_EXCERPT PROVIDED:_
From 6dcd373b9d518c688b16800d9d0d7a88cb5f3dc2 Mon Sep 17 00:00:00 2001
From: Benoit Jacob <jacob.benoit.1@gmail.com>
Date: Fri, 9 Jul 2010 18:51:17 -0400
Subject: [PATCH 15/17] let ei_pset1 use _mm_loaddup_pd. Not a significant
 speed improvement, but also not a speed regression, and replaces 3
 instructions by 1 single instruction.

---
 Eigen/src/Core/arch/SSE/PacketMath.h | 4 ++++
 1 file changed, 4 insertions(+)

diff --git a/Eigen/src/Core/arch/SSE/PacketMath.h b/Eigen/src/Core/arch/SSE/PacketMath.h
index a5d527271..dc28bdb56 100644
--- a/Eigen/src/Core/arch/SSE/PacketMath.h
+++ b/Eigen/src/Core/arch/SSE/PacketMath.h
@@ -109,8 +109,12 @@ template<> EIGEN_STRONG_INLINE Packet4f ei_pset1<float>(const float&  from) {
   return ei_vec4f_swizzle1(res,0,0,0,0);
 }
 template<> EIGEN_STRONG_INLINE Packet2d ei_pset1<double>(const double&  from) {
+#ifdef EIGEN_VECTORIZE_SSE3
+  return _mm_loaddup_pd(&from);
+#else
   Packet2d res = _mm_set_sd(from);
   return ei_vec2d_swizzle1(res, 0, 0);
+#endif
 }
 #else
 template<> EIGEN_STRONG_INLINE Packet4f ei_pset1<float>(const float&  from) { return _mm_set1_ps(from); }

From c4ef69b5bd46b106d001921867847a741bc6725b Mon Sep 17 00:00:00 2001
From: Gael Guennebaud <g.gael@free.fr>
Date: Sat, 10 Jul 2010 22:37:16 +0200
Subject: [PATCH 16/17] fix compilation: make the check_coordinates* functions
 const

---
 Eigen/src/Core/TriangularMatrix.h | 6 +++---
 1 file changed, 3 insertions(+), 3 deletions(-)

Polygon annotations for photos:
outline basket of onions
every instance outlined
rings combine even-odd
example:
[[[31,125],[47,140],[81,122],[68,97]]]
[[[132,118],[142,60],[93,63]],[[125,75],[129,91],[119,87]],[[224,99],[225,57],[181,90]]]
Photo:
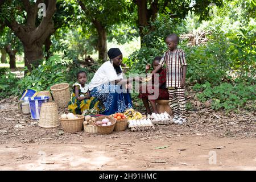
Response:
[[[59,119],[65,131],[75,133],[82,130],[84,115],[74,115],[73,113],[63,114]]]
[[[100,116],[95,119],[95,124],[99,133],[109,134],[115,128],[116,121],[113,117],[104,115]]]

_WRITTEN PROBLEM A:_
Reproduce the stretch of the patch excerpt from "From c4ef69b5bd46b106d001921867847a741bc6725b Mon" through "insertions(+), 3 deletions(-)".
_WRITTEN PROBLEM B:_
Answer these from the patch excerpt:
(i) Which file does patch 15 change?
(ii) Who is listed as the author of patch 16?
(iii) Under which macro does the new code return `_mm_loaddup_pd(&from)`?
_WRITTEN PROBLEM C:_
Resume the patch excerpt on Eigen after its last line and continue it.

_RESPONSE A:_
From c4ef69b5bd46b106d001921867847a741bc6725b Mon Sep 17 00:00:00 2001
From: Gael Guennebaud <g.gael@free.fr>
Date: Sat, 10 Jul 2010 22:37:16 +0200
Subject: [PATCH 16/17] fix compilation: make the check_coordinates* functions
 const

---
 Eigen/src/Core/TriangularMatrix.h | 6 +++---
 1 file changed, 3 insertions(+), 3 deletions(-)

_RESPONSE B:_
(i) Eigen/src/Core/arch/SSE/PacketMath.h
(ii) Gael Guennebaud
(iii) EIGEN_VECTORIZE_SSE3

_RESPONSE C:_
diff --git a/Eigen/src/Core/TriangularMatrix.h b/Eigen/src/Core/TriangularMatrix.h
index c66bbb9fa..e2afa23b0 100644
--- a/Eigen/src/Core/TriangularMatrix.h
+++ b/Eigen/src/Core/TriangularMatrix.h
@@ -90,7 +90,7 @@ template<typename Derived> class TriangularBase : public EigenBase<Derived>
 
   protected:
 
-    void check_coordinates(Index row, Index col)
+    void check_coordinates(Index row, Index col) const
     {
       EIGEN_ONLY_USED_FOR_DEBUG(row);
       EIGEN_ONLY_USED_FOR_DEBUG(col);
@@ -102,12 +102,12 @@ template<typename Derived> class TriangularBase : public EigenBase<Derived>
     }
 
     #ifdef EIGEN_INTERNAL_DEBUGGING
-    void check_coordinates_internal(Index row, Index col)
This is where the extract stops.